E hicieron una traducción magnífica.
Y un día de noviembre, en el que en las portadas de los diarios de Madrid se comunicaba la muerte de Ignacio Aldecoa y el reto del Real Madrid en Bruselas, salí yo con mi guitarra, con un saquete de olivas negras y con el acojono de los españolitos de entonces, camino de Suecia para dar varios recitales, recoger coronas suecas y ayudar a todos los que necesitaban tanta ayuda. El avión hizo escala en Bruselas y me quedé solo en mi viaje hacia Malmö, donde me esperaba una comitiva de rojos desconcertantes y desconcertados, que llevaban varios días discutiendo en nombre de qué siglas había que hacer las actuaciones: PCE o CNT. A mí me daba igual. Si a la vuelta me metían en la cárcel, iba a tener que conformarme con cualquiera de ellas.
Los recitales fueron un gran éxito: Malmö, Lund, Estocolmo y Kiruna, situada a mil kilómetros al norte; al salir de la estación de aquella insólita ciudad pasaron por delante de nosotros varios renos pacíficos. Inmutables. El último concierto lo di en Gotemburgo el día anterior a tomar el avión de vuelta. Fue emocionante, porque en una ciudad industrial como aquélla se entendía muy bien nuestra razón de estar.

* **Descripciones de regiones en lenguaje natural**
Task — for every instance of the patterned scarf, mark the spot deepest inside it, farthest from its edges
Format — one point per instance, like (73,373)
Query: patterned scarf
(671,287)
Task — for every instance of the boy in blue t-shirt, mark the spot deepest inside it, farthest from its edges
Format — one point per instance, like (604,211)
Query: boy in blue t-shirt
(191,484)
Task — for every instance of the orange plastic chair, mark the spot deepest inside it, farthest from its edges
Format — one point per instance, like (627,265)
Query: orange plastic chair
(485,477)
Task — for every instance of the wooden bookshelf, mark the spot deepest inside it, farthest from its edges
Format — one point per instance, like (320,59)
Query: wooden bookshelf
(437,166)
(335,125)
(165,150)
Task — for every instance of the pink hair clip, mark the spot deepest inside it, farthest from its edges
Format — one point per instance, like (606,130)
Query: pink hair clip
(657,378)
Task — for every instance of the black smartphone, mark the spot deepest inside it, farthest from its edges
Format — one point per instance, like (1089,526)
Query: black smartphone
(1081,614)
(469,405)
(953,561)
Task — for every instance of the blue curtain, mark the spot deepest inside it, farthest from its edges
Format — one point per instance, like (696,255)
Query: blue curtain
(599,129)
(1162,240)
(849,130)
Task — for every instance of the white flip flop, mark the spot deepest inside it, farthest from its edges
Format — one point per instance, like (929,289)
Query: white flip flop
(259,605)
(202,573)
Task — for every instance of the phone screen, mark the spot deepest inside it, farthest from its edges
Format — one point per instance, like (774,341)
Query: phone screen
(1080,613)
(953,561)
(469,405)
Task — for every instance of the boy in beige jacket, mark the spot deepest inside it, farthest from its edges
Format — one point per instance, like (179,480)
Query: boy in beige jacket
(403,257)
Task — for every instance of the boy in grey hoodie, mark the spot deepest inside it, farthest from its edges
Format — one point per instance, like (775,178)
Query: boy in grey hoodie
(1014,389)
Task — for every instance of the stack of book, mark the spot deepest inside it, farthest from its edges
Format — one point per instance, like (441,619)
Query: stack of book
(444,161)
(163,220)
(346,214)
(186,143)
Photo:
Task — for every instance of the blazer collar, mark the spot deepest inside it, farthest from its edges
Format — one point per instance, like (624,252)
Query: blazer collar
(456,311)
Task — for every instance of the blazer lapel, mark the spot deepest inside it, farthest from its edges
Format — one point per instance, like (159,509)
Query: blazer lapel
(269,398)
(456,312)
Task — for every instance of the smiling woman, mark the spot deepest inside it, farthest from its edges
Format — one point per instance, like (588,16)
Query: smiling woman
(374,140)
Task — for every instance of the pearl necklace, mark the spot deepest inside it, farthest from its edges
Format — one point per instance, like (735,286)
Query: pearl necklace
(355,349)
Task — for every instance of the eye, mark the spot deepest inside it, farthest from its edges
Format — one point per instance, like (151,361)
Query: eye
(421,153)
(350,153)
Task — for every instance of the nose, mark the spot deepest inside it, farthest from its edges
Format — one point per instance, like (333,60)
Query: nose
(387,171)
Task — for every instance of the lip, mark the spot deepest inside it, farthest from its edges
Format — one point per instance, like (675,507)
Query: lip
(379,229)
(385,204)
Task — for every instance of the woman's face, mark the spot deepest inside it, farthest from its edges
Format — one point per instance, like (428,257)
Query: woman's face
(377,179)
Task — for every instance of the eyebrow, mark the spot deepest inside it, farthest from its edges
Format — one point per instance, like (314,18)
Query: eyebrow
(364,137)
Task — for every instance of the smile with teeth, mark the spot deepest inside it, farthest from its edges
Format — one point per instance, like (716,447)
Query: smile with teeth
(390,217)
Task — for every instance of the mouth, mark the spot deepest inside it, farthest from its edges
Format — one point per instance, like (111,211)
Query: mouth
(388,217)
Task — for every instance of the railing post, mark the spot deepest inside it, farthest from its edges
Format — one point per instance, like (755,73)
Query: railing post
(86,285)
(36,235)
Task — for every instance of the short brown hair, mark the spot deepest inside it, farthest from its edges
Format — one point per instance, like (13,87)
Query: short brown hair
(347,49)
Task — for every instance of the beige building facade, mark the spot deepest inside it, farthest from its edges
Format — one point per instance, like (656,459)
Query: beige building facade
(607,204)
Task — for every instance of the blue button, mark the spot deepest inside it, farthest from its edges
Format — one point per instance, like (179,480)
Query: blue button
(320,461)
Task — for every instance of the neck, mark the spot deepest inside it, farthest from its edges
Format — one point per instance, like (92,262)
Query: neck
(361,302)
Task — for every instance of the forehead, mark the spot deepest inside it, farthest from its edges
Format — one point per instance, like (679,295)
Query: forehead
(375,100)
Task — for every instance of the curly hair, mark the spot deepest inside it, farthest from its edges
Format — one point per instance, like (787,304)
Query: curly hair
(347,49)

* **TAREA POR REALIZAR**
Transcribe completo y sin ningún cambio el fragmento sobre los recitales en Suecia. Los registros constituyen un material aparte, independiente del fragmento.

* **SOLUCIÓN DE LA TAREA**
E hicieron una traducción magnífica.
Y un día de noviembre, en el que en las portadas de los diarios de Madrid se comunicaba la muerte de Ignacio Aldecoa y el reto del Real Madrid en Bruselas, salí yo con mi guitarra, con un saquete de olivas negras y con el acojono de los españolitos de entonces, camino de Suecia para dar varios recitales, recoger coronas suecas y ayudar a todos los que necesitaban tanta ayuda. El avión hizo escala en Bruselas y me quedé solo en mi viaje hacia Malmö, donde me esperaba una comitiva de rojos desconcertantes y desconcertados, que llevaban varios días discutiendo en nombre de qué siglas había que hacer las actuaciones: PCE o CNT. A mí me daba igual. Si a la vuelta me metían en la cárcel, iba a tener que conformarme con cualquiera de ellas.
Los recitales fueron un gran éxito: Malmö, Lund, Estocolmo y Kiruna, situada a mil kilómetros al norte; al salir de la estación de aquella insólita ciudad pasaron por delante de nosotros varios renos pacíficos. Inmutables. El último concierto lo di en Gotemburgo el día anterior a tomar el avión de vuelta. Fue emocionante, porque en una ciudad industrial como aquélla se entendía muy bien nuestra razón de estar.